*To do:* Copy the stretch of the YouTube offline-download thread from "4. Re:youtube-dl anyone?" through "hundreds of channels." word for word.

*Source:*
((
Slashdot Mirror


Google Permits India To Download YouTube Content Overnight (thestack.com)

An anonymous reader writes: Google India has announced that users of the YouTube app in India can now download content during cheaper night-time connectivity periods for offline viewing later. Downloaded videos can be viewed for up to 30 days... Streaming providers are currently conflicted between the low-risk policy of denying offline viewing, and the risk of alienating the lesser-connected markets where they're keen to grab an early foothold. In late 2014 a Netflix executive said offline viewing was "never going to happen", but in April of this year CEO Reed Hastings backtracked in a letter to shareholders, commenting "as we expand around the world, where we see an uneven set of networks, it's something we should keep an open mind about."

33 comments

  1. youtube-dl anyone? by evanh · · Score: 2

    Scripting sucks anyway.

    1. Re: youtube-dl anyone? by Anonymous Coward · · Score: 0

      As if most people know how to run a command line program.

    2. Re: youtube-dl anyone? by Anonymous Coward · · Score: 0

      There are extensions to Firefox that make downloading youtube videos trivial, and on Android one can the open-source Newpipe app on the F-droid app repository also makes downloading videos easy. So the cat is already out of the bag.

    3. Re: youtube-dl anyone? by Anonymous Coward · · Score: 0

      Nerds shooting themselves in the foot, again. No news at eleven, because everybody has already seen that a thousand times. Folks, the one thing that the people stealing your money in the stock market do not do? Blab like an excited six year old. The people who hear about the huge rent-controlled apartment in the nice location, which would have been perfect for you? Tell you about it AFTER they've signed the lease. See the pattern?

    4. Re:youtube-dl anyone? by Anonymous Coward · · Score: 0

      It's understandable that is not for most people, but that is how I have automated my feeds queue for hundreds of channels.
      Or for direct viewing click and drag url to VLC, rarely watch any videos via web, that is crazy and a waste of time and resources better spent watching more cool videos!
))
*Data excerpts:*
((
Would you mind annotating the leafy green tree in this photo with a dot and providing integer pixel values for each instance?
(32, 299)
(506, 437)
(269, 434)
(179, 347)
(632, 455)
))
*Reply:*
4. Re:youtube-dl anyone? by Anonymous Coward · · Score: 0

      It's understandable that is not for most people, but that is how I have automated my feeds queue for hundreds of channels.